Oh IKea so sorry you are feeling so crap. I know the feeling SO well and it's absolute torment - defies description doesn't it. I often wish mental illness was the sort of illness that was fatal (like cancer) but of course it isn't is it - it's not that we want to die, we just want the pain to stop. I have sometimes called out "oh god somebody help me ..........please" though usually my long suffering DP is around. I know you have a good DH too - how old are your children?

Can I just say that over dosing is a very "unsuccessful" way of ending it all - it ranks very low in terms of "completing" suicide and usually just leaves you with more physical problems to make matters worse.

I don't know what else to say just now but glad you have friends coming around soon. Do you have good and bad days. I do but mostly bad days - a rare good one today. I've been offered ECT but am scared of memory loss - it's tempting as it has a really high success rate 70-80% - is that something you might consider?

=== Task list ===
**a.** In the forum post, why does the writer feel both tempted by and hesitant about ECT? Answer in one to three sentences.
**b.** Say whether each statement agrees with the forum post, and quote the words that decide it: (i) The writer has been offered ECT. (ii) The writer has mostly good days. (iii) The writer's partner is usually around.
**c.** Write a continuation of the forum post, starting after its last sentence.
The entries have nothing to do with the forum post.

Phrase grounding data

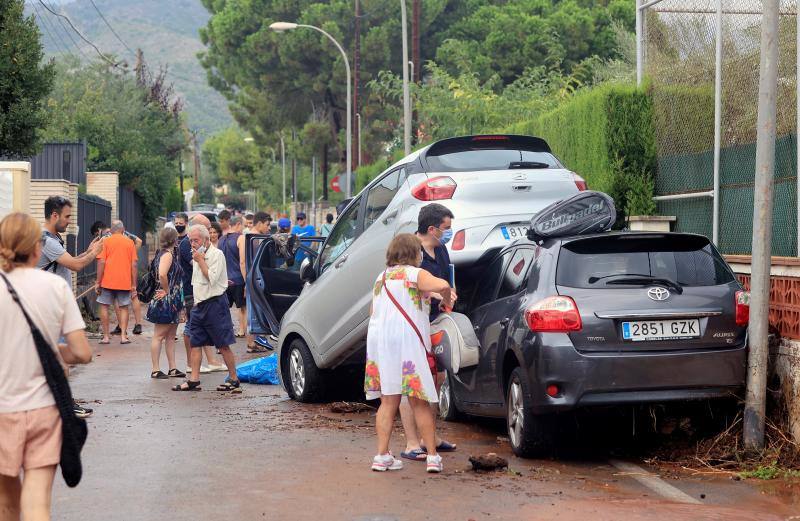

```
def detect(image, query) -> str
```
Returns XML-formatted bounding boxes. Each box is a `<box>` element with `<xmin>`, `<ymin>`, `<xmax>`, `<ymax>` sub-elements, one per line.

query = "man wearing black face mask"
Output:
<box><xmin>400</xmin><ymin>203</ymin><xmax>457</xmax><ymax>461</ymax></box>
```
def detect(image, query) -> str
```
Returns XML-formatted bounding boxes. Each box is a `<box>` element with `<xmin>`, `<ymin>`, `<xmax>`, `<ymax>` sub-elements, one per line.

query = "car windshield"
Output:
<box><xmin>426</xmin><ymin>149</ymin><xmax>562</xmax><ymax>172</ymax></box>
<box><xmin>556</xmin><ymin>235</ymin><xmax>734</xmax><ymax>289</ymax></box>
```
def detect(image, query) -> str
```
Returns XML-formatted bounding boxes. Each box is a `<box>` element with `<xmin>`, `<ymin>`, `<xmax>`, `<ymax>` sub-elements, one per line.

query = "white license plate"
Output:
<box><xmin>622</xmin><ymin>319</ymin><xmax>700</xmax><ymax>342</ymax></box>
<box><xmin>500</xmin><ymin>225</ymin><xmax>528</xmax><ymax>241</ymax></box>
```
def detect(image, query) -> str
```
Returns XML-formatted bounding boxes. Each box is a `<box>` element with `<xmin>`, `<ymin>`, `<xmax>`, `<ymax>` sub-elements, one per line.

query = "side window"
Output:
<box><xmin>497</xmin><ymin>248</ymin><xmax>533</xmax><ymax>299</ymax></box>
<box><xmin>472</xmin><ymin>251</ymin><xmax>511</xmax><ymax>309</ymax></box>
<box><xmin>319</xmin><ymin>197</ymin><xmax>361</xmax><ymax>273</ymax></box>
<box><xmin>364</xmin><ymin>168</ymin><xmax>406</xmax><ymax>230</ymax></box>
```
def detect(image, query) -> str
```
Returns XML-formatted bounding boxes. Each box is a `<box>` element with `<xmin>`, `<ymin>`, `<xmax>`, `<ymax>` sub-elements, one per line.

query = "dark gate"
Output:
<box><xmin>75</xmin><ymin>194</ymin><xmax>111</xmax><ymax>288</ymax></box>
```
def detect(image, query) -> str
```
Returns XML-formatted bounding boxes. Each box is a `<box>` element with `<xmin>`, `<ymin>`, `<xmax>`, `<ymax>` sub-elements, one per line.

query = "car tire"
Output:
<box><xmin>284</xmin><ymin>338</ymin><xmax>325</xmax><ymax>403</ymax></box>
<box><xmin>439</xmin><ymin>371</ymin><xmax>463</xmax><ymax>421</ymax></box>
<box><xmin>506</xmin><ymin>367</ymin><xmax>555</xmax><ymax>458</ymax></box>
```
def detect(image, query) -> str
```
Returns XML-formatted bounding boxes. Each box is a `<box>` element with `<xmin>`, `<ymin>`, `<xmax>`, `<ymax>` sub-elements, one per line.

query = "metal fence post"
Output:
<box><xmin>744</xmin><ymin>0</ymin><xmax>779</xmax><ymax>451</ymax></box>
<box><xmin>711</xmin><ymin>0</ymin><xmax>722</xmax><ymax>247</ymax></box>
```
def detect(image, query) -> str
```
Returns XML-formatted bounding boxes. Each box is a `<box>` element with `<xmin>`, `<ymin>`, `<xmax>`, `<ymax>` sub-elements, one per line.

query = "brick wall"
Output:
<box><xmin>86</xmin><ymin>172</ymin><xmax>119</xmax><ymax>218</ymax></box>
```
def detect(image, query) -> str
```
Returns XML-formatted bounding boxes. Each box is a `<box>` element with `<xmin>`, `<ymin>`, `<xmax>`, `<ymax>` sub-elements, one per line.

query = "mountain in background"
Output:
<box><xmin>26</xmin><ymin>0</ymin><xmax>233</xmax><ymax>137</ymax></box>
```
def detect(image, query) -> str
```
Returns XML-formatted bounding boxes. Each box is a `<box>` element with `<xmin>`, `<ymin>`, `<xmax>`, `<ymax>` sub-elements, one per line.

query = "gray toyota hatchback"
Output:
<box><xmin>440</xmin><ymin>232</ymin><xmax>749</xmax><ymax>456</ymax></box>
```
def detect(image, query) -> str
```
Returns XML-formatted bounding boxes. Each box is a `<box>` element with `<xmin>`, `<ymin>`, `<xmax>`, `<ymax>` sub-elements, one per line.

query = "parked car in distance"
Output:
<box><xmin>434</xmin><ymin>232</ymin><xmax>749</xmax><ymax>456</ymax></box>
<box><xmin>247</xmin><ymin>135</ymin><xmax>586</xmax><ymax>401</ymax></box>
<box><xmin>186</xmin><ymin>210</ymin><xmax>217</xmax><ymax>223</ymax></box>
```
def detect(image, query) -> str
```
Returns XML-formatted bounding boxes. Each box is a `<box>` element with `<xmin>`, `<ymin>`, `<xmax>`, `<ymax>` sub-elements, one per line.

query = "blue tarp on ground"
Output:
<box><xmin>236</xmin><ymin>353</ymin><xmax>280</xmax><ymax>385</ymax></box>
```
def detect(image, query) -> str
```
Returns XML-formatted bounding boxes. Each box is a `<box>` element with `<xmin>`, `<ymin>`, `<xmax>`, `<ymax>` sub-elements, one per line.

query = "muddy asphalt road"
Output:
<box><xmin>53</xmin><ymin>320</ymin><xmax>800</xmax><ymax>521</ymax></box>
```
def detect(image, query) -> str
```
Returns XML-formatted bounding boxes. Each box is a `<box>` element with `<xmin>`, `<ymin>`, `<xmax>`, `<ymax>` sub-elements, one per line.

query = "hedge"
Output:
<box><xmin>506</xmin><ymin>84</ymin><xmax>656</xmax><ymax>217</ymax></box>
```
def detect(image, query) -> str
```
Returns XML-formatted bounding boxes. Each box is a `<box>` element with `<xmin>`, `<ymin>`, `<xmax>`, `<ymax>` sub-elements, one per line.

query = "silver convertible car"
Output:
<box><xmin>241</xmin><ymin>135</ymin><xmax>586</xmax><ymax>401</ymax></box>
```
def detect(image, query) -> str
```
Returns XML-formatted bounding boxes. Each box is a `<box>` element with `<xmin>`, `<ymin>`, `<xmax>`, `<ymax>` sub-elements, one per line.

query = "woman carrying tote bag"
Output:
<box><xmin>147</xmin><ymin>228</ymin><xmax>186</xmax><ymax>380</ymax></box>
<box><xmin>0</xmin><ymin>213</ymin><xmax>92</xmax><ymax>520</ymax></box>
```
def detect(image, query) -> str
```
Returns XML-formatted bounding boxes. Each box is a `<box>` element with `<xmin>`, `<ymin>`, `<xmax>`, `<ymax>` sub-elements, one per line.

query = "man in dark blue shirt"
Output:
<box><xmin>400</xmin><ymin>203</ymin><xmax>456</xmax><ymax>460</ymax></box>
<box><xmin>417</xmin><ymin>203</ymin><xmax>453</xmax><ymax>322</ymax></box>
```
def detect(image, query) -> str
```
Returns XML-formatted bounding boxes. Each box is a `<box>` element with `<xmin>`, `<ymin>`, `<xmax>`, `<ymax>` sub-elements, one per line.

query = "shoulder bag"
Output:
<box><xmin>0</xmin><ymin>273</ymin><xmax>89</xmax><ymax>487</ymax></box>
<box><xmin>383</xmin><ymin>271</ymin><xmax>436</xmax><ymax>376</ymax></box>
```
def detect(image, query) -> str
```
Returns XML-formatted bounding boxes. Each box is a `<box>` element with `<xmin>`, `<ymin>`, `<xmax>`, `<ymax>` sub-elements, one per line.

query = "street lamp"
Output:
<box><xmin>269</xmin><ymin>22</ymin><xmax>353</xmax><ymax>198</ymax></box>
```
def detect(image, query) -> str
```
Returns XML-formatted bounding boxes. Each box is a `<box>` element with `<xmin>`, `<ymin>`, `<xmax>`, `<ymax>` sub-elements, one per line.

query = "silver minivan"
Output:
<box><xmin>247</xmin><ymin>135</ymin><xmax>586</xmax><ymax>401</ymax></box>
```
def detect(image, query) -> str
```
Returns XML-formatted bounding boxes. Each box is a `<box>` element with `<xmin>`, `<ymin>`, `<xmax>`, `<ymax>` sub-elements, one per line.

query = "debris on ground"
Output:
<box><xmin>330</xmin><ymin>402</ymin><xmax>374</xmax><ymax>414</ymax></box>
<box><xmin>469</xmin><ymin>452</ymin><xmax>508</xmax><ymax>471</ymax></box>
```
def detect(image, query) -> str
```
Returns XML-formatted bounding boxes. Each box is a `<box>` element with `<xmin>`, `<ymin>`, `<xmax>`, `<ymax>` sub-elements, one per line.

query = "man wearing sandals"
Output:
<box><xmin>177</xmin><ymin>224</ymin><xmax>242</xmax><ymax>393</ymax></box>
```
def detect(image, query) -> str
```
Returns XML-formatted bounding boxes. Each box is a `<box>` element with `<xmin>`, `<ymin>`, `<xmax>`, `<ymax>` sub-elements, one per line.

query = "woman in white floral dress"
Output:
<box><xmin>364</xmin><ymin>233</ymin><xmax>452</xmax><ymax>472</ymax></box>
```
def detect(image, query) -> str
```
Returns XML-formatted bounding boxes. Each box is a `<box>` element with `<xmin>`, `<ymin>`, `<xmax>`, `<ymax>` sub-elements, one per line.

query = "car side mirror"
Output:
<box><xmin>300</xmin><ymin>258</ymin><xmax>317</xmax><ymax>284</ymax></box>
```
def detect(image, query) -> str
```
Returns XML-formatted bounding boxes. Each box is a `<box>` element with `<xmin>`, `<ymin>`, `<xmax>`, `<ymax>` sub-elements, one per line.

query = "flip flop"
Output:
<box><xmin>400</xmin><ymin>448</ymin><xmax>428</xmax><ymax>461</ymax></box>
<box><xmin>172</xmin><ymin>380</ymin><xmax>202</xmax><ymax>391</ymax></box>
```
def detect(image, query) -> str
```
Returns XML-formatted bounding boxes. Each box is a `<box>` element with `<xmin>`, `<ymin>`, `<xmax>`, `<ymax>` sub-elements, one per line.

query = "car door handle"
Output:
<box><xmin>383</xmin><ymin>210</ymin><xmax>397</xmax><ymax>224</ymax></box>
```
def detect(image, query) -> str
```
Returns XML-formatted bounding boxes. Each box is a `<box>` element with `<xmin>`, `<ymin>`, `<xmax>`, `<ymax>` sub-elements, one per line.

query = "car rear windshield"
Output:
<box><xmin>556</xmin><ymin>235</ymin><xmax>734</xmax><ymax>288</ymax></box>
<box><xmin>426</xmin><ymin>148</ymin><xmax>563</xmax><ymax>172</ymax></box>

=== Answers by item ===
**a.** The writer is scared of memory loss. ECT is still tempting because it has a really high success rate of 70-80%.

**b.**
(i) Yes: "I've been offered ECT"
(ii) No: "I do but mostly bad days"
(iii) Yes: "though usually my long suffering DP is around"

**c.**
PeaceOfWildThings · 24/09/2015 12:07

The bridge scenario is something I came up with after doing an NHS course that was based on CBT. The nub of CBT is to capture a negative thought and replace wirh positive one. Also, to learn how to figute out the misleading negative lies which starts the thoughts, and replace with realistic, positive ones. I catastrophise and overthink and it really helps me.
(For a lot of people with a kind of empty, numb depression, this isn't always helpful. There is so much more to treating and recovering from depression that this, in case anyone reading is feeling it won't help.)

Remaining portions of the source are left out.